* Exercise details
Reproduce each of the records below word for word, omitting the pictures from your output.

* Task inputs

☆ ☆ ☆ ☆ ☆ ☆ ☆

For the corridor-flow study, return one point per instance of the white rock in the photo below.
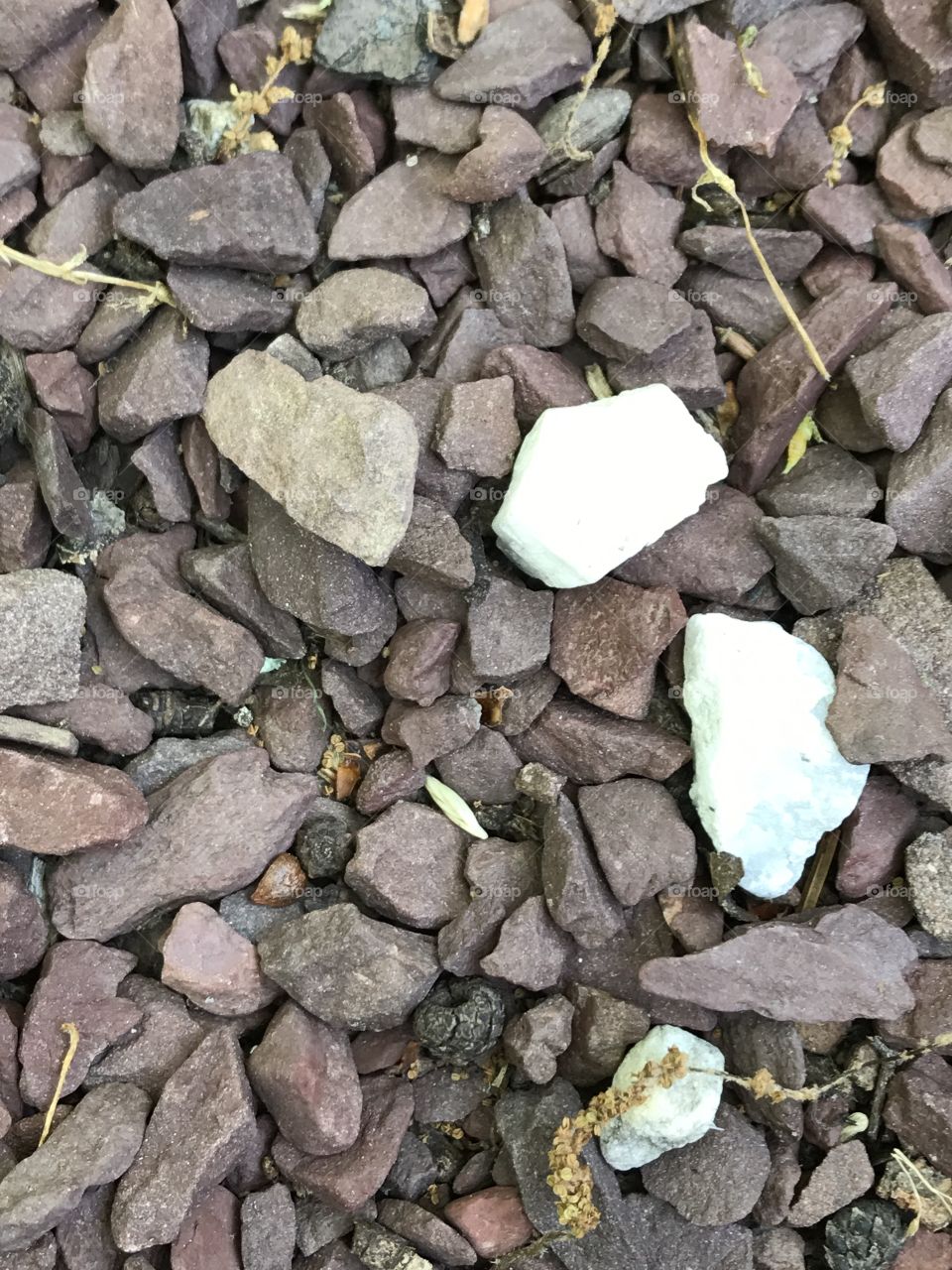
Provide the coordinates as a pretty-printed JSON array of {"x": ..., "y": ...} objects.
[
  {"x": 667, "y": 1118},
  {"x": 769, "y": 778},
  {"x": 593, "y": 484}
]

☆ ☆ ☆ ☆ ☆ ☆ ☆

* Task answer
For the corridor-flow study, return one point per instance of the white rock in the photo below.
Provide the coordinates as a pretty-printed JSON array of {"x": ..., "y": ...} objects.
[
  {"x": 667, "y": 1118},
  {"x": 769, "y": 778},
  {"x": 593, "y": 484}
]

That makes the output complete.